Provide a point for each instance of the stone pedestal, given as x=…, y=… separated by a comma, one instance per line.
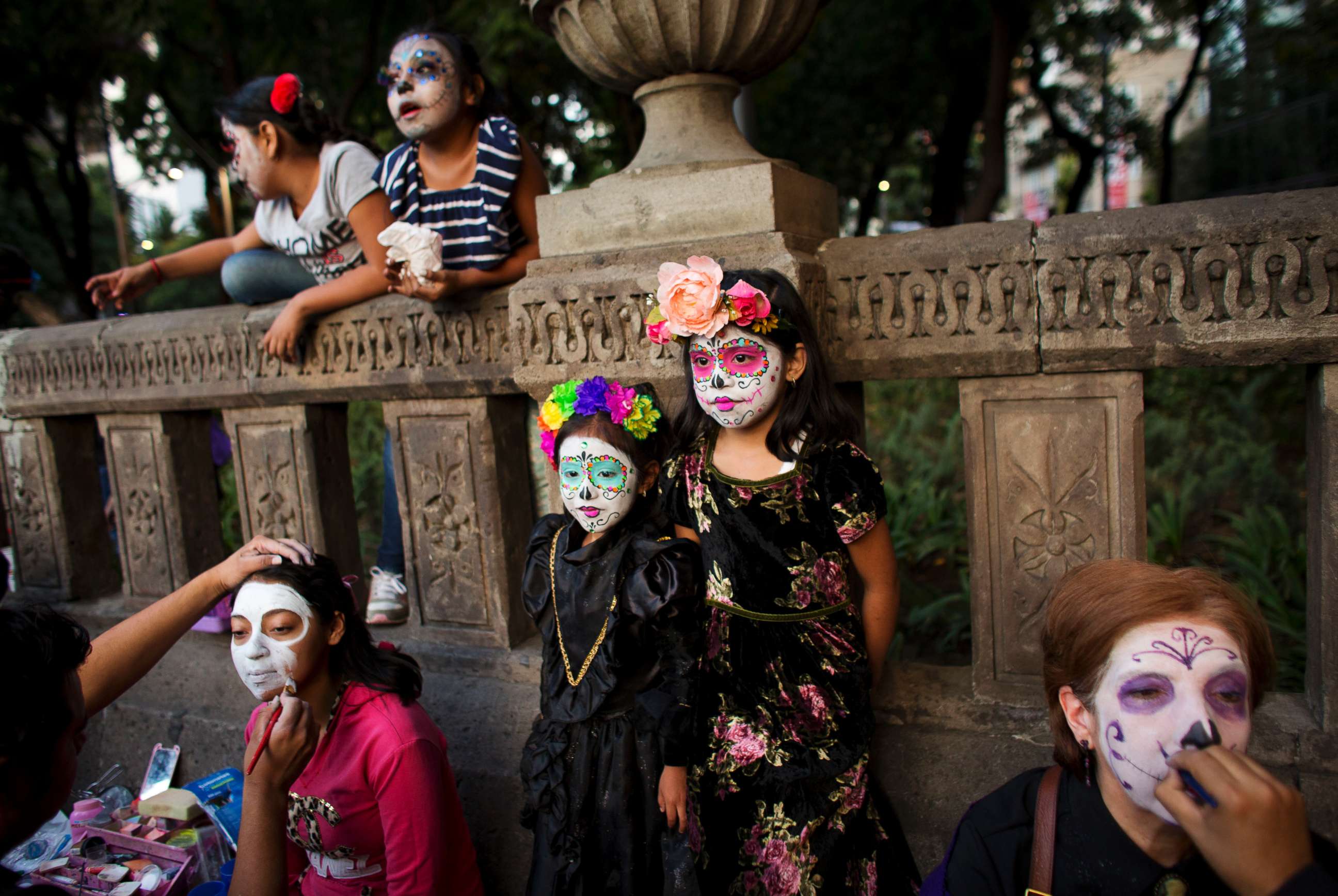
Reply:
x=460, y=474
x=54, y=508
x=1054, y=479
x=293, y=478
x=166, y=498
x=1323, y=543
x=654, y=207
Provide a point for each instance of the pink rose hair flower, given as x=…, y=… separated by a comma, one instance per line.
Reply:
x=620, y=402
x=750, y=302
x=690, y=297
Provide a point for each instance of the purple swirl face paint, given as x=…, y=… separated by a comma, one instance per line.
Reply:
x=1160, y=680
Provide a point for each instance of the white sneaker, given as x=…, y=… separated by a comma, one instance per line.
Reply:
x=387, y=605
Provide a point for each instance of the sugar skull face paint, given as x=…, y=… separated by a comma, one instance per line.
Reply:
x=269, y=622
x=248, y=161
x=1160, y=680
x=422, y=86
x=598, y=482
x=736, y=375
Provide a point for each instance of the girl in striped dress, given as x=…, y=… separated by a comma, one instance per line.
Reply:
x=464, y=171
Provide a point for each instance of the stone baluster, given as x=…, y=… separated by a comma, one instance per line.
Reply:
x=462, y=478
x=293, y=476
x=166, y=497
x=54, y=507
x=1054, y=479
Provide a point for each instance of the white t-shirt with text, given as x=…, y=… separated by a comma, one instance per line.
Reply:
x=322, y=238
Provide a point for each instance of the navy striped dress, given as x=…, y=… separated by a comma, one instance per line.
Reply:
x=477, y=222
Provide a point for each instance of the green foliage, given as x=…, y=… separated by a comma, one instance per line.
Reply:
x=916, y=438
x=1266, y=558
x=1226, y=483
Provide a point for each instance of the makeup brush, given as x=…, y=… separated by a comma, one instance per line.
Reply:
x=1199, y=739
x=290, y=688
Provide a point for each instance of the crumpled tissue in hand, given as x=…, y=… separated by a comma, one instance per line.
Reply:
x=418, y=247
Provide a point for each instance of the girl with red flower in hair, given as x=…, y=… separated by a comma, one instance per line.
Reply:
x=317, y=214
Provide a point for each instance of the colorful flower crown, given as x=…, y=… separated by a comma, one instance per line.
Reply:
x=634, y=412
x=690, y=302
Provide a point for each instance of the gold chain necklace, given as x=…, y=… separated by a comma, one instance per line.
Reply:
x=557, y=619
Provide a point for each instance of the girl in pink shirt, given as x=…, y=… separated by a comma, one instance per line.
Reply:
x=374, y=809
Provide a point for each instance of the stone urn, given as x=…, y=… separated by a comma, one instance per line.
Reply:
x=683, y=62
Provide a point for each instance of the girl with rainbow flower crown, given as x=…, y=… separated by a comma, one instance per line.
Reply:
x=801, y=589
x=616, y=598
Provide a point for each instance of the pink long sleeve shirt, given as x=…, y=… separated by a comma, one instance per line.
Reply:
x=376, y=811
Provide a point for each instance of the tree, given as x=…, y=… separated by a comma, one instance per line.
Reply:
x=1068, y=74
x=57, y=58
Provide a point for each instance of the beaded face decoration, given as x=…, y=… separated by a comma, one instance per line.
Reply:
x=422, y=87
x=598, y=483
x=736, y=376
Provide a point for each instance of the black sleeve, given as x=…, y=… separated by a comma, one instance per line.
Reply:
x=674, y=492
x=670, y=590
x=534, y=583
x=853, y=489
x=1312, y=881
x=970, y=867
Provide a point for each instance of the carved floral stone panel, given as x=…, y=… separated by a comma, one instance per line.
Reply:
x=144, y=538
x=31, y=522
x=464, y=481
x=443, y=513
x=268, y=466
x=1054, y=481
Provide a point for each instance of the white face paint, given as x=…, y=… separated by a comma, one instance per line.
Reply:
x=1160, y=680
x=738, y=375
x=423, y=86
x=248, y=164
x=265, y=662
x=598, y=482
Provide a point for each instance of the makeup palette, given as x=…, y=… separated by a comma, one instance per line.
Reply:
x=116, y=863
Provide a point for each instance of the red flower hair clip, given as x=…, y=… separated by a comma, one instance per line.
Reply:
x=284, y=95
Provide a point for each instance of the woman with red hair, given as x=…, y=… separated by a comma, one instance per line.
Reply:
x=1153, y=677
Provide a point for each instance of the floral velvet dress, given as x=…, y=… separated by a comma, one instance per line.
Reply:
x=591, y=770
x=782, y=797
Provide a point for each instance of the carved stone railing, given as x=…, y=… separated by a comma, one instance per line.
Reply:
x=146, y=386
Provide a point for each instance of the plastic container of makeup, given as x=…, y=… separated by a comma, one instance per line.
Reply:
x=174, y=868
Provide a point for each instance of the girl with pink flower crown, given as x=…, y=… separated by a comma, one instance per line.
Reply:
x=801, y=589
x=616, y=598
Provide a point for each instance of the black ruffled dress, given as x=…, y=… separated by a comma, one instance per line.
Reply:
x=592, y=766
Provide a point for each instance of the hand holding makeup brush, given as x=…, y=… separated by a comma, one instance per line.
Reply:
x=1255, y=838
x=292, y=741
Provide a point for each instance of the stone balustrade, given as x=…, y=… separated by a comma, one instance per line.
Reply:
x=1048, y=329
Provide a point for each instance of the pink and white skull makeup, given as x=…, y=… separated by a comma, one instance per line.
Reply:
x=248, y=161
x=422, y=83
x=598, y=483
x=1160, y=680
x=265, y=662
x=736, y=375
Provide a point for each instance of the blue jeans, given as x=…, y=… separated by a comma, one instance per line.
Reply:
x=260, y=276
x=390, y=557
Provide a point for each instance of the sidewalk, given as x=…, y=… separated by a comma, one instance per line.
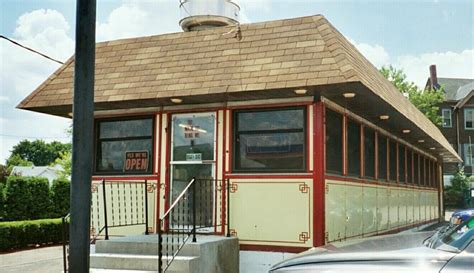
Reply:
x=41, y=260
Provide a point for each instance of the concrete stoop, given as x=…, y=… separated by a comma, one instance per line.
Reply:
x=210, y=254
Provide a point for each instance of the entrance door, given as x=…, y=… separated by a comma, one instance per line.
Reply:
x=193, y=146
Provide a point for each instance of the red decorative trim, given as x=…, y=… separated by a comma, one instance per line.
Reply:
x=126, y=178
x=304, y=188
x=233, y=187
x=269, y=248
x=304, y=237
x=319, y=161
x=270, y=176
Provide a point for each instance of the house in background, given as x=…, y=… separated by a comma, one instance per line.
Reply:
x=457, y=112
x=49, y=172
——
→ **Exercise prompt**
Output the complete listing exactly. Pictures stay out.

→ **Response**
Provide a point for each instance of the stone pedestal, given as x=…, y=… separated by a comma, one instance per line.
Reply:
x=460, y=474
x=54, y=508
x=1054, y=479
x=293, y=478
x=166, y=498
x=1323, y=543
x=654, y=207
Provide a point for each instance of the pink rose hair flower, given as x=…, y=… separated by a comma, one instance per line.
Reply:
x=620, y=402
x=750, y=302
x=690, y=297
Provide a point for each instance of the purple swirl face paint, given as x=…, y=… separated by a comma, one instance per line.
Reply:
x=1160, y=680
Provide a point for each instance of the white sneaker, given as x=…, y=… separated by a comma, one instance per line.
Reply:
x=387, y=605
Provide a point for each instance of the sugar skull face paint, given as x=…, y=… separated by a comma, one instance per line.
Reply:
x=269, y=622
x=248, y=161
x=1160, y=680
x=422, y=86
x=598, y=482
x=736, y=375
Provide a point for each instance of the girl in striped dress, given as x=…, y=… separated by a comma, one instance per line.
Reply:
x=464, y=171
Provide a point for each instance of the stone baluster, given as x=…, y=… separated by a comma, one instance per line.
Reply:
x=462, y=478
x=293, y=476
x=166, y=497
x=54, y=507
x=1054, y=479
Provide a point for each instance of the white t-shirt with text, given as x=…, y=… separated by a comma, one instance per line.
Reply:
x=322, y=238
Provide a point for each instance of the navy striped dress, given as x=…, y=… separated by a comma, one instance per line.
Reply:
x=477, y=222
Provide a point for each instance of the green foliage, given as x=…, y=… separated by a comma, one instance per line.
Reply:
x=916, y=438
x=1266, y=558
x=1226, y=483
Provide a point for each instance of the makeup brush, given as x=…, y=… separated by a comma, one instance per line.
Reply:
x=1199, y=739
x=290, y=688
Provide a point for each instance of the crumpled tissue in hand, given as x=…, y=… separated by a comma, one instance per line.
Reply:
x=418, y=247
Provide a point for each instance of the girl with red flower in hair, given as x=…, y=… separated by a comma, one instance per line.
Reply:
x=317, y=214
Provide a point for each instance of the colorful flower crown, given as x=…, y=… separated by a comma, one instance per line.
Reply:
x=634, y=412
x=690, y=302
Provide a point for each instance of the gold chain necklace, given as x=…, y=… separated by a comma, one instance per line.
Reply:
x=557, y=619
Provide a point for each instance of the girl in pink shirt, given as x=…, y=… separated by a comma, one instance per line.
Reply:
x=374, y=809
Provide a point for each instance of the stone urn, given as x=…, y=… separated by a comma, one instance per line.
Reply:
x=683, y=62
Provide a point for each instance of the girl with rainbow flower crown, given as x=…, y=… separated by a comma, one instance per line.
Reply:
x=801, y=589
x=616, y=598
Provide a point for each instance of the pink long sleeve shirt, given as x=…, y=… separated by a comma, one instance per line.
Reply:
x=376, y=811
Provide a point for each instance of the tree, given as x=…, y=… separated by a comma, one instance per line.
Reply:
x=1068, y=74
x=57, y=58
Provide a point for each instance of the beaded face decoration, given as x=…, y=… separated by a comma, one instance per line.
Reply:
x=422, y=87
x=598, y=483
x=736, y=376
Provide a point for each instance of the black sleeve, given as x=…, y=… separated by a comma, one instance per line.
Reply:
x=674, y=492
x=670, y=590
x=534, y=583
x=853, y=489
x=1312, y=881
x=970, y=867
Provide a point for each instance of the carved floral stone panel, given as x=…, y=… separated by a comma, one instance per line.
Reply:
x=144, y=538
x=31, y=522
x=464, y=481
x=443, y=513
x=268, y=466
x=1054, y=481
Provide a point for each instance of the white face paint, given as x=…, y=… separated by a comma, one instance per line.
Reply:
x=1160, y=680
x=738, y=375
x=423, y=86
x=248, y=164
x=265, y=662
x=598, y=482
Provide a point for each instance of the makeup palette, given as x=…, y=… separated by a comma, one instance per line.
Reply:
x=116, y=863
Provide a point for each instance of the red flower hair clip, given as x=…, y=… separated by a comma, one instance per line.
Reply:
x=284, y=95
Provide a point for each instance of the woman with red hair, given as x=…, y=… separated by a comma, one instance per line.
Reply:
x=1153, y=677
Provide a point for each instance of the floral velvet dress, given as x=…, y=… separated by a comma, one instance per line.
Reply:
x=591, y=770
x=782, y=797
Provide a point for each instance of the carved stone railing, given as x=…, y=… separated by a comma, one instance per line.
Reply:
x=146, y=386
Provide a point for each instance of the plastic container of makeup, given as x=…, y=… separated by a comma, one instance per line.
Reply:
x=174, y=868
Provide a point for each instance of the girl with pink flower crown, given as x=…, y=… separated by a comma, one instance per line.
Reply:
x=801, y=589
x=616, y=598
Provide a point for each instance of the black ruffled dress, given as x=…, y=… separated by a comma, one instance per line.
Reply:
x=592, y=766
Provide a point for each instance of the hand holding makeup brush, given as x=…, y=… separated by a comma, one instance per line.
Reply:
x=1255, y=838
x=292, y=741
Provide a point for each instance of the stone balustrade, given as x=…, y=… separated by a comma, one instance per line.
Reply:
x=1048, y=329
Provide a point for each instance of the pink and white skull makeup, given as x=…, y=… separated by a comma, one instance per line.
Reply:
x=248, y=161
x=422, y=83
x=598, y=483
x=1160, y=680
x=265, y=662
x=736, y=375
Provide a point for each instance of the blue jeans, given as x=…, y=… separated by a comma, one instance per line.
Reply:
x=260, y=276
x=390, y=557
Provide a point for each instance of the sidewalk, given as x=…, y=… separated by a comma, one instance per line.
Reply:
x=41, y=260
Provide a point for each instance of the concrete stoop, given as x=…, y=… separated by a comma, one instance per line.
Reply:
x=210, y=254
Provide a point for each instance of the entrance door, given as x=…, y=… separated by a comma, one instance per line.
Reply:
x=193, y=146
Provide a point for each instance of the red decorative trim, given as x=…, y=… separated by a comma, one instance per line.
Reply:
x=126, y=178
x=304, y=188
x=233, y=187
x=269, y=248
x=304, y=237
x=319, y=161
x=270, y=176
Provide a point for each instance of the house in background, given as x=…, y=… separated by a comma, one instance per line.
Reply:
x=457, y=112
x=49, y=172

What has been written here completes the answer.